Texto da atividade>
>>>

O Nobel para Annie Ernaux

Annie Ernaux, escritora francesa de 82 anos, recebeu esta semana o prêmio Nobel de literatura. Na justificativa do prêmio, a Academia Sueca destacou o tratamento que a autora dá para o tema da memória: “a coragem e a acuidade clínica com a qual ela descobre as raízes, os distanciamentos e os desafios coletivos da memória pessoal”. Embora os seus livros partam sempre da memória pessoal e íntima, essas memórias são sempre atravessadas pelo coletivo, pela memória social e pela história comum.

Imagem de divulgação.

É nesse encontro de memórias que sua obra ganha uma dimensão política, porque o confronto entre a memória pessoal e a coletiva dá o que pensar a respeito de temas como a dominação de classes, o aborto ou a condição social da mulher, dentre outros que ela discute na sua obra. Nesse sentido, a atribuição do prêmio a Anni Ernaux tem uma dimensão política importante. Inclusive porque, embora a França seja o país com o maior número de prêmios Nobel de literatura (16, com este), Ernaux foi a primeira mulher a recebe-lo. Antes dela, o último francês a receber o prêmio foi Patrick Modiano, em 2009.

Ernaux examina, com seus livros, temas complexos, como a vergonha, o ciúme, a inveja, a humilhação. A Academia Sueca também escreveu, na sua justificava da premiação, que Ernaux seria “mais uma etnóloga dela mesma que uma autora de ficção”.

Um exemplo disso é o romance “Les Années”, no qual ela parte de suas memórias pessoais e, aos poucos, por meio de referências e citações decanções, programas de televisão, filmes e debates, vai trançando uma memória coletiva, a memória de uma geração que nasceu durante a guerra e foi marcada pelos existencialismo dos anos 50 e pela liberdade sexual dos anos 60.

Seus livros são bastante acessíveis e costumam ser um sucesso de vendas. Muitos deles venderam mais de 500 mil exemplares e, mais recentemente, ela se tornou um personagem hiper midiatizado, na França, em função da adaptação para o cinam de seus livros “L’Événement” e “Passion Simple”, o primeiro premiado com o Leão de Ouro do Festival de Cinema de Veneza e também com o Prêmio Lumières.

Sua linguagem é cristalina, apesar da complexidade dos temas e da profundidade psicológica dos personagens. Alguns dizem que seu estilo é “clínico”, quase, de fato a linguagem científica de um etnólogo, liberada de todo lirismo. Uma « écriture plate », como dizem.

Adeus a Javier Marías

Morreu ontem, domingo em Madri, o escritor Javier Marías. Tinha 70 anos e foi um dos grandes autores contemporâneos em língua espanhola. Uma pneumonia o deixara em coma há cerca de 30 dias. Sua prosa era introspectiva e digressiva e heterodoxa. Um exercício de compreensão do mundo.

Imagem de divulgação.

<<<

Objetivo da atividade>
Liste todos os livros de Annie Ernaux que o texto da atividade cita pelo título.

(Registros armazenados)

>>>

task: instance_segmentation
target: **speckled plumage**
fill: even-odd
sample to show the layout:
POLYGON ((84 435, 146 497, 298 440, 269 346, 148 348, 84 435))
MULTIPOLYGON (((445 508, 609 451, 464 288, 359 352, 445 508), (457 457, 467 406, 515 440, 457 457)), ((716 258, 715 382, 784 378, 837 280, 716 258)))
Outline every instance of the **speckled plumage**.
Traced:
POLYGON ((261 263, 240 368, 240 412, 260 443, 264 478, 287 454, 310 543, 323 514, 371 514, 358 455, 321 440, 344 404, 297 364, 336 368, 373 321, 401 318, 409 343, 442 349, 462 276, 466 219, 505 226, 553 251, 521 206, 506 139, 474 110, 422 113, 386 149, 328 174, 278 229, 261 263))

<<<

Resposta>
“Les Années”, “L’Événement” e “Passion Simple”.